------ Supplied text

Thus, the Bible begins by establishing both the equality of men and women and also the support role of the wife. Many other Old Testament passages support these two themes of equality and submission for women (i.e., Ex. 21:15,17,28-31;Num. 6:2; 5:19,20,29; 30:1-16).
Women were active in the religious life of Israel throughout the Old Testament, but generally they were not leaders—with a few exceptions. Women like Deborah (Jud. 4), however, clearly were the exception and not the rule. In fact, Isaiah 3:12 in its context of Godʼs judgment on unbelieving and disobedient Israel indicates that God allowed weak leaders, either masculine women or effeminate men, to rule as a part of His judgment on the sinning nation.
Jesus and Women
When we begin to look at women in the New Testament, the first thing we observe is how Jesus spent time with women and apparently enjoyed their companionship—in stark contrast to other men of His day. In the midst of the Greek, Roman and Jewish cultures, which viewed women almost on the level with possessions, Jesus showed love and respect for women.

------------

Output the entire passage above about women in the Bible, word for word.

------ Collected data

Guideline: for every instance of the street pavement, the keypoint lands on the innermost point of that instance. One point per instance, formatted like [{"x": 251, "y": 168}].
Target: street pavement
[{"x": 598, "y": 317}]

------------

● **Exercise answer**
Thus, the Bible begins by establishing both the equality of men and women and also the support role of the wife. Many other Old Testament passages support these two themes of equality and submission for women (i.e., Ex. 21:15,17,28-31;Num. 6:2; 5:19,20,29; 30:1-16).
Women were active in the religious life of Israel throughout the Old Testament, but generally they were not leaders—with a few exceptions. Women like Deborah (Jud. 4), however, clearly were the exception and not the rule. In fact, Isaiah 3:12 in its context of Godʼs judgment on unbelieving and disobedient Israel indicates that God allowed weak leaders, either masculine women or effeminate men, to rule as a part of His judgment on the sinning nation.
Jesus and Women
When we begin to look at women in the New Testament, the first thing we observe is how Jesus spent time with women and apparently enjoyed their companionship—in stark contrast to other men of His day. In the midst of the Greek, Roman and Jewish cultures, which viewed women almost on the level with possessions, Jesus showed love and respect for women.